Annotated photo localization data
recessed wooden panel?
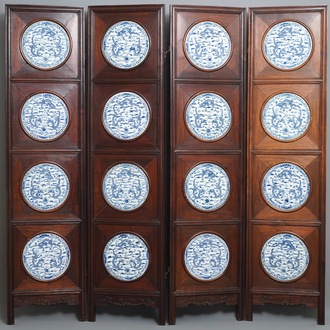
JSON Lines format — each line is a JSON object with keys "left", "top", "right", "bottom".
{"left": 250, "top": 83, "right": 323, "bottom": 151}
{"left": 250, "top": 224, "right": 319, "bottom": 290}
{"left": 91, "top": 83, "right": 160, "bottom": 151}
{"left": 172, "top": 6, "right": 244, "bottom": 80}
{"left": 174, "top": 224, "right": 240, "bottom": 292}
{"left": 10, "top": 82, "right": 81, "bottom": 150}
{"left": 250, "top": 154, "right": 320, "bottom": 221}
{"left": 93, "top": 224, "right": 160, "bottom": 292}
{"left": 174, "top": 83, "right": 242, "bottom": 150}
{"left": 7, "top": 7, "right": 82, "bottom": 80}
{"left": 92, "top": 154, "right": 160, "bottom": 221}
{"left": 12, "top": 224, "right": 82, "bottom": 291}
{"left": 250, "top": 7, "right": 326, "bottom": 80}
{"left": 11, "top": 153, "right": 82, "bottom": 221}
{"left": 89, "top": 6, "right": 162, "bottom": 81}
{"left": 175, "top": 154, "right": 241, "bottom": 221}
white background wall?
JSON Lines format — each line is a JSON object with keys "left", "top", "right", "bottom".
{"left": 0, "top": 0, "right": 328, "bottom": 329}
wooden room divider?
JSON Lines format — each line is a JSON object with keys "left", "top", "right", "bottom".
{"left": 6, "top": 4, "right": 326, "bottom": 326}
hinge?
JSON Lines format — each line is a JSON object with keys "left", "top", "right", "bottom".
{"left": 165, "top": 267, "right": 170, "bottom": 279}
{"left": 164, "top": 47, "right": 171, "bottom": 59}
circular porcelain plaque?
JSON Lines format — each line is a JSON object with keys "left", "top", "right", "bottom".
{"left": 21, "top": 92, "right": 69, "bottom": 141}
{"left": 184, "top": 233, "right": 229, "bottom": 281}
{"left": 185, "top": 92, "right": 232, "bottom": 141}
{"left": 184, "top": 163, "right": 230, "bottom": 211}
{"left": 185, "top": 21, "right": 232, "bottom": 71}
{"left": 103, "top": 163, "right": 149, "bottom": 211}
{"left": 21, "top": 20, "right": 71, "bottom": 70}
{"left": 262, "top": 92, "right": 310, "bottom": 141}
{"left": 22, "top": 163, "right": 70, "bottom": 211}
{"left": 22, "top": 232, "right": 71, "bottom": 281}
{"left": 262, "top": 163, "right": 310, "bottom": 211}
{"left": 103, "top": 92, "right": 150, "bottom": 140}
{"left": 261, "top": 233, "right": 309, "bottom": 282}
{"left": 263, "top": 21, "right": 313, "bottom": 70}
{"left": 102, "top": 21, "right": 150, "bottom": 69}
{"left": 103, "top": 233, "right": 149, "bottom": 281}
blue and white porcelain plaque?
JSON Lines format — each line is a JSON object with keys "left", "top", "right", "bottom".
{"left": 185, "top": 92, "right": 232, "bottom": 141}
{"left": 103, "top": 233, "right": 149, "bottom": 281}
{"left": 22, "top": 232, "right": 71, "bottom": 281}
{"left": 263, "top": 21, "right": 313, "bottom": 70}
{"left": 21, "top": 20, "right": 71, "bottom": 70}
{"left": 261, "top": 233, "right": 309, "bottom": 282}
{"left": 21, "top": 92, "right": 69, "bottom": 141}
{"left": 185, "top": 21, "right": 232, "bottom": 71}
{"left": 184, "top": 233, "right": 230, "bottom": 281}
{"left": 262, "top": 92, "right": 310, "bottom": 141}
{"left": 184, "top": 163, "right": 230, "bottom": 211}
{"left": 103, "top": 92, "right": 150, "bottom": 140}
{"left": 102, "top": 21, "right": 150, "bottom": 69}
{"left": 262, "top": 163, "right": 310, "bottom": 211}
{"left": 103, "top": 163, "right": 149, "bottom": 211}
{"left": 22, "top": 163, "right": 70, "bottom": 211}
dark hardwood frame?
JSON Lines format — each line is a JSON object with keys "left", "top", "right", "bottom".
{"left": 6, "top": 5, "right": 86, "bottom": 324}
{"left": 88, "top": 5, "right": 165, "bottom": 324}
{"left": 246, "top": 6, "right": 327, "bottom": 324}
{"left": 169, "top": 5, "right": 246, "bottom": 325}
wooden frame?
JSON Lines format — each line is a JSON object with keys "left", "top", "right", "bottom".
{"left": 88, "top": 5, "right": 165, "bottom": 324}
{"left": 6, "top": 5, "right": 86, "bottom": 324}
{"left": 246, "top": 6, "right": 327, "bottom": 324}
{"left": 169, "top": 5, "right": 246, "bottom": 324}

What the task asks:
Your answer must be an exact copy of every entry, with no pictures in it.

Task response:
recessed wooden panel?
JSON Lines format — each line is a JSON object with keys "left", "top", "right", "bottom".
{"left": 250, "top": 83, "right": 323, "bottom": 151}
{"left": 250, "top": 224, "right": 319, "bottom": 290}
{"left": 91, "top": 83, "right": 160, "bottom": 151}
{"left": 172, "top": 6, "right": 244, "bottom": 80}
{"left": 174, "top": 224, "right": 240, "bottom": 292}
{"left": 10, "top": 82, "right": 81, "bottom": 150}
{"left": 250, "top": 154, "right": 320, "bottom": 221}
{"left": 93, "top": 224, "right": 160, "bottom": 292}
{"left": 174, "top": 83, "right": 242, "bottom": 150}
{"left": 7, "top": 7, "right": 82, "bottom": 80}
{"left": 92, "top": 154, "right": 160, "bottom": 221}
{"left": 12, "top": 224, "right": 82, "bottom": 291}
{"left": 250, "top": 7, "right": 326, "bottom": 80}
{"left": 11, "top": 153, "right": 82, "bottom": 221}
{"left": 89, "top": 6, "right": 162, "bottom": 81}
{"left": 175, "top": 154, "right": 241, "bottom": 221}
white background wall?
JSON Lines format — each line is a JSON object with keys "left", "top", "right", "bottom".
{"left": 0, "top": 0, "right": 328, "bottom": 329}
wooden room divider?
JSON Lines format — each line is a JSON object with keys "left", "top", "right", "bottom".
{"left": 6, "top": 4, "right": 326, "bottom": 326}
hinge?
JSON Lines format — each line is a JSON object with keys "left", "top", "right", "bottom".
{"left": 165, "top": 267, "right": 170, "bottom": 279}
{"left": 164, "top": 47, "right": 171, "bottom": 59}
circular porcelain plaque?
JSON Lines format — each line is a JSON object with keys "left", "top", "right", "bottom".
{"left": 21, "top": 92, "right": 69, "bottom": 141}
{"left": 184, "top": 233, "right": 229, "bottom": 281}
{"left": 185, "top": 92, "right": 232, "bottom": 141}
{"left": 184, "top": 163, "right": 230, "bottom": 211}
{"left": 185, "top": 21, "right": 232, "bottom": 71}
{"left": 103, "top": 163, "right": 149, "bottom": 211}
{"left": 21, "top": 20, "right": 71, "bottom": 70}
{"left": 262, "top": 92, "right": 310, "bottom": 141}
{"left": 22, "top": 163, "right": 70, "bottom": 211}
{"left": 22, "top": 232, "right": 71, "bottom": 281}
{"left": 262, "top": 163, "right": 310, "bottom": 211}
{"left": 103, "top": 92, "right": 150, "bottom": 140}
{"left": 261, "top": 233, "right": 309, "bottom": 282}
{"left": 263, "top": 21, "right": 313, "bottom": 70}
{"left": 102, "top": 21, "right": 150, "bottom": 69}
{"left": 103, "top": 233, "right": 149, "bottom": 281}
blue and white porcelain plaque?
JSON Lines format — each line is a JSON object with keys "left", "top", "right", "bottom".
{"left": 185, "top": 92, "right": 232, "bottom": 141}
{"left": 103, "top": 233, "right": 149, "bottom": 281}
{"left": 22, "top": 232, "right": 71, "bottom": 281}
{"left": 263, "top": 21, "right": 313, "bottom": 70}
{"left": 21, "top": 20, "right": 71, "bottom": 70}
{"left": 261, "top": 233, "right": 309, "bottom": 282}
{"left": 21, "top": 92, "right": 69, "bottom": 141}
{"left": 185, "top": 21, "right": 232, "bottom": 71}
{"left": 184, "top": 233, "right": 230, "bottom": 281}
{"left": 262, "top": 92, "right": 310, "bottom": 141}
{"left": 184, "top": 163, "right": 230, "bottom": 211}
{"left": 103, "top": 92, "right": 150, "bottom": 140}
{"left": 102, "top": 21, "right": 150, "bottom": 69}
{"left": 262, "top": 163, "right": 310, "bottom": 211}
{"left": 103, "top": 163, "right": 149, "bottom": 211}
{"left": 22, "top": 163, "right": 70, "bottom": 211}
dark hardwood frame?
JSON Lines format — each line is a JSON object with keys "left", "top", "right", "bottom".
{"left": 6, "top": 5, "right": 86, "bottom": 324}
{"left": 88, "top": 5, "right": 165, "bottom": 324}
{"left": 246, "top": 6, "right": 327, "bottom": 324}
{"left": 169, "top": 5, "right": 246, "bottom": 325}
wooden frame?
JSON Lines format — each line is a JSON object with keys "left", "top", "right", "bottom".
{"left": 88, "top": 5, "right": 165, "bottom": 324}
{"left": 6, "top": 5, "right": 86, "bottom": 324}
{"left": 246, "top": 6, "right": 327, "bottom": 324}
{"left": 169, "top": 5, "right": 246, "bottom": 324}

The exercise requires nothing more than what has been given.